→ **Problem requirements**:
Could you copy the data below line for line, leaving out the pictures?

→ **Exercise material**:
>> START

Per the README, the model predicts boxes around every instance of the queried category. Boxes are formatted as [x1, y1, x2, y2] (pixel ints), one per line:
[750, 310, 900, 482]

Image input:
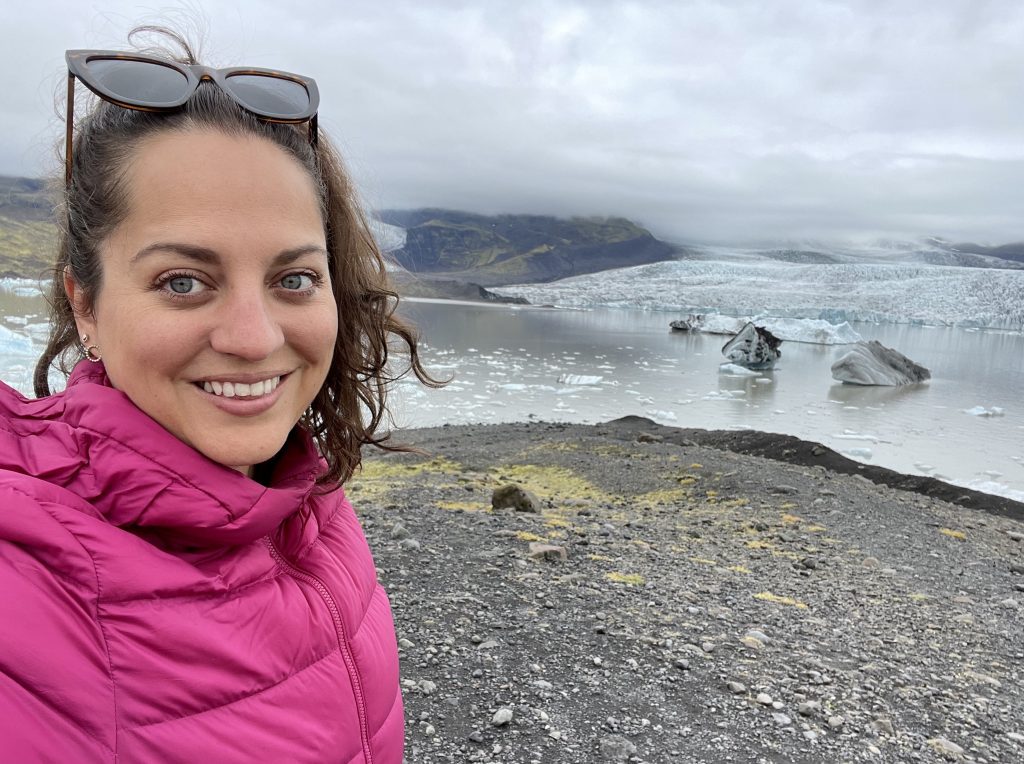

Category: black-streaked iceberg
[831, 340, 932, 387]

>> END

→ **Exercise answer**:
Per the README, the model predicts boxes around every instance of the queried category. Boxes are formatted as [x1, y1, x2, y2] (pixel ints), one per line:
[750, 310, 900, 482]

Image input:

Category: black-streaked iceberg
[831, 340, 932, 387]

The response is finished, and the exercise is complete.